Church Restoration is a Walk of Faith

A volunteer-powered renewal project helped a historic African American church in West Baden Springs reclaim its role as a house of worship.

West Baden First Baptist Church by Lee Lewellen
West Baden First Baptist Church by Lee Lewellen

Too Important to Lose

When the First Baptist (Colored) Church in West Baden Springs landed on Indiana Landmarks’ 10 Most Endangered list in 2014, the building looked forgotten. Now, a century after its construction, the wood-frame Gothic Revival chapel is poised to welcome a new generation, thanks to a renewal project led by volunteers who believed the building’s heritage made it too important to lose.

◇ ◇ ◇ ◇ ◇ ◇ ◇

- **Given exercise 1**:
In the church restoration text, what year did the First Baptist (Colored) Church land on Indiana Landmarks' 10 Most Endangered list?
- **Given exercise 2**:
From the church restoration text, extract the passage starting at "A volunteer-powered renewal" and ending at "important to lose.".
Rely on the church restoration text alone.

Dataset entries on where objects appear:
◇ ◇ ◇ ◇ ◇ ◇ ◇

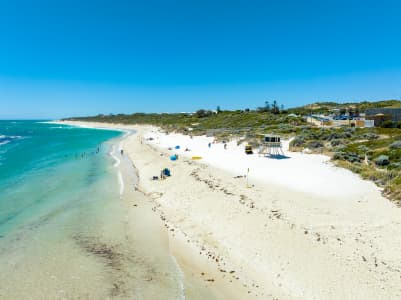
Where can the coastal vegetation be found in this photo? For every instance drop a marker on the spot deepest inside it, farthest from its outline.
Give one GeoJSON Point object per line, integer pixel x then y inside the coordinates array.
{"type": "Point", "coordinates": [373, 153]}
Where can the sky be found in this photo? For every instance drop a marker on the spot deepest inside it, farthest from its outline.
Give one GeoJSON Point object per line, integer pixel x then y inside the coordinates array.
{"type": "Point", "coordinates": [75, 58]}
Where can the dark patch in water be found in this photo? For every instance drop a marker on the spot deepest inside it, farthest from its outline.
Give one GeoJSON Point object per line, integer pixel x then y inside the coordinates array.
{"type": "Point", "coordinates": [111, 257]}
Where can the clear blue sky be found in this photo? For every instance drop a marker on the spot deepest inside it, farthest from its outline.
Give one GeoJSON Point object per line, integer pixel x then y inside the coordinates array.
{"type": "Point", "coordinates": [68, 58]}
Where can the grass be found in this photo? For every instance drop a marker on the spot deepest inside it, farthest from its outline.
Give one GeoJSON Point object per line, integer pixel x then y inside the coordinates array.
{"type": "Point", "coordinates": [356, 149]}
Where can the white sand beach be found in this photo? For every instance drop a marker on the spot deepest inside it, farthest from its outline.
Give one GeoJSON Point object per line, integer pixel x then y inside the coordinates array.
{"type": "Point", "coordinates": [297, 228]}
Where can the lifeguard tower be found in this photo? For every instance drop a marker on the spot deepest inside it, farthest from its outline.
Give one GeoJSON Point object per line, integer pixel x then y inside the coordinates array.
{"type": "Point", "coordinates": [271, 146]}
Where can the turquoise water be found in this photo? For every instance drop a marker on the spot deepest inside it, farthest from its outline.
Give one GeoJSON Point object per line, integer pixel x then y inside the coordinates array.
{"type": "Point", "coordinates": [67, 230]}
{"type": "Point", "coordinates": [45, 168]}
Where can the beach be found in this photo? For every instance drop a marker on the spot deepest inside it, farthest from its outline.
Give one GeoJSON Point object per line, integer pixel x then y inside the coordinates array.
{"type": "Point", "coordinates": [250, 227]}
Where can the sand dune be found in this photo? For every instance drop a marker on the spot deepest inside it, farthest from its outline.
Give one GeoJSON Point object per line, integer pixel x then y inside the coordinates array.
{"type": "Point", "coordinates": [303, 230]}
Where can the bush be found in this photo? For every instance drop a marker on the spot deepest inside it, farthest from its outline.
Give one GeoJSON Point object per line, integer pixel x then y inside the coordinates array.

◇ ◇ ◇ ◇ ◇ ◇ ◇

- **Worked answer 1**:
2014

- **Worked answer 2**:
A volunteer-powered renewal project helped a historic African American church in West Baden Springs reclaim its role as a house of worship.

West Baden First Baptist Church by Lee Lewellen
West Baden First Baptist Church by Lee Lewellen

Too Important to Lose

When the First Baptist (Colored) Church in West Baden Springs landed on Indiana Landmarks’ 10 Most Endangered list in 2014, the building looked forgotten. Now, a century after its construction, the wood-frame Gothic Revival chapel is poised to welcome a new generation, thanks to a renewal project led by volunteers who believed the building’s heritage made it too important to lose.